__Reading text__:
Ecstatic Architecture

Liza LIM
Born 1966, Perth, Australia

Ecstatic Architecture (2002-04)
orchestra
Duration 25'
Commissioned by Los Angeles Philharmonic Association

There's a line of poetry by the 13th century Sufi mystic Jelaluddin Rumi which sings: "you're sitting here with us, yet you're also out walking in a field at dawn". It's a paradoxical image of the coexistence of inside and outside, of presence and absence, of groundedness and at the same time, wandering, travelling, journeying.

For me, this image evokes an ecstatic state where the boundaries of the self become permeable [1]; where one's senses expand their reach to gather up a surprising continuum of experiences. I think Frank Gehry's work expresses this "ecstatic architecture" [2]. It is an architecture that suggests an expansion of experience beyond static points of reference and for me, the rhythmic curves and swells of Disney Hall, though landlocked in downtown LA, calls up feelings of oceanic freedom and rapture.

One of the things I love about Gehry's architectural process is its physicality, the part his own hand plays in making a building. There's an incredible intimacy to the early sketches for the concert hall - fabulous free scribbles which are like action notations of physical gesture. I actually see a close relationship between this and my own process of composition and how music is notated. I work in a very `low tech´ way with just pencil and paper so the music starts as fragile marks on paper which are translated or interpreted through instruments into sounding form. In a way, the music is like a `negative´ architectural form, an invisible vibration that swells up and fills the concert space.

The concert hall designed by Gehry is a precisely tuned `instrument for listening´ and one thought I had about connecting the orchestra to the hall came from observing things on a physical or material level. One of the architectural details in the hall that sparked my imagination was the use of Douglas Fir for the wooden panelling of the ceiling. This is a wood often used to build stringed instruments, particularly 'cellos. I thought of the resonances of the 'cellos at the opening of my piece as a kind of moment of recognition between the wood of the instruments and of the hall, murmuring at one another. Extending this feeling about the materials sensing each other's presence, the flutes and trumpets address the exterior metal. So the opening moments of the work are an orchestration of a metaphor about how `inside´ and `outside´ begin to communicate and talk together. The hall itself suggests this metaphysical relationship.

In the course of the twenty-six minutes of Ecstatic Architecture there's a movement from something very interior and evansescent to a gigantic extroverted flowering of sound at the end. The low flutes and 'cellos at the opening make quite subtle vibrations and I thought of this beginning as a moment of benediction, like lighting a single stick of incense in a gigantic space. These curling, interweaving shapes, in a way, map out the larger form of the musical work. In the final part of the piece there's a real projection of solidity and presence with brass and percussion. The ending is a roar of ear-splitting multiphonics designed to fill every crevice of the hall and enter the bodies of the listener, binding the material with an immaterial substance.

(Excerpts from point annotation data)
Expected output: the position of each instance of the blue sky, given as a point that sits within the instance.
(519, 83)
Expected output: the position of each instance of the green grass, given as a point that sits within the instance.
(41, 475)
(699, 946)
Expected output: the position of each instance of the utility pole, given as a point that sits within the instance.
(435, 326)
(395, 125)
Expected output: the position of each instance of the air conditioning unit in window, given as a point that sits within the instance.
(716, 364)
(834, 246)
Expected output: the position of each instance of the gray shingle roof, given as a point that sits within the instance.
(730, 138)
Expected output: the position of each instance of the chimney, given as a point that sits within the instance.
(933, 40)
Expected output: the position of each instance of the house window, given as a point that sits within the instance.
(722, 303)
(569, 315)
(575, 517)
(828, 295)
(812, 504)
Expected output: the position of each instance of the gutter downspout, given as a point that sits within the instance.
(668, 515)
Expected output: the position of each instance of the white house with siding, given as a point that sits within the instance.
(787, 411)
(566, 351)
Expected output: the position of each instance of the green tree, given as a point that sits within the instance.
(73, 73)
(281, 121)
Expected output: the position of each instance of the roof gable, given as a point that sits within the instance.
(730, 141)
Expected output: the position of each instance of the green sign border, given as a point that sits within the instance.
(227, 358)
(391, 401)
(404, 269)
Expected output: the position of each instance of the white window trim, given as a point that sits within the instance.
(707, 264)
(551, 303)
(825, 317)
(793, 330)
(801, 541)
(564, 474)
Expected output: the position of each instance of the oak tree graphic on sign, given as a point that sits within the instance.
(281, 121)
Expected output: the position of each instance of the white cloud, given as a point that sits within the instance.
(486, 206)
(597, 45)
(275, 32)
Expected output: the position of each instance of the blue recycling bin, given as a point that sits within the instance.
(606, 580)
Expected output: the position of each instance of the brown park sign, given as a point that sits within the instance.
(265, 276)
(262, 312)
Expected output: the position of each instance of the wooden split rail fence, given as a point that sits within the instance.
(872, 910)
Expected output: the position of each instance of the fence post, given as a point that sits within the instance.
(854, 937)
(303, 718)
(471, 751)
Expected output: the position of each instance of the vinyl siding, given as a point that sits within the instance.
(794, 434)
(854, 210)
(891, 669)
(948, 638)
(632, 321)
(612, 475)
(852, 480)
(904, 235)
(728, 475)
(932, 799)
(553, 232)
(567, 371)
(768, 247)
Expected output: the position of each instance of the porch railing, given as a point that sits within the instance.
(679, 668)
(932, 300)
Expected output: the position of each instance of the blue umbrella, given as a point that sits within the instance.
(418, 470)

__Tasks to perform__:
A – Answer these questions using the program note on Ecstatic Architecture:
(i) Which organization commissioned the piece?
(ii) What wood is used for the ceiling panelling of the hall?
(iii) Which instruments address the exterior metal?
B – Please copy the program note on Ecstatic Architecture from "For me, this" to "freedom and rapture.", renaming "Disney Hall" as "Walt Disney Concert Hall".

__List of solutions__:
A –
(i) The Los Angeles Philharmonic Association
(ii) Douglas Fir
(iii) The flutes and trumpets

B –
For me, this image evokes an ecstatic state where the boundaries of the self become permeable [1]; where one's senses expand their reach to gather up a surprising continuum of experiences. I think Frank Gehry's work expresses this "ecstatic architecture" [2]. It is an architecture that suggests an expansion of experience beyond static points of reference and for me, the rhythmic curves and swells of Walt Disney Concert Hall, though landlocked in downtown LA, calls up feelings of oceanic freedom and rapture.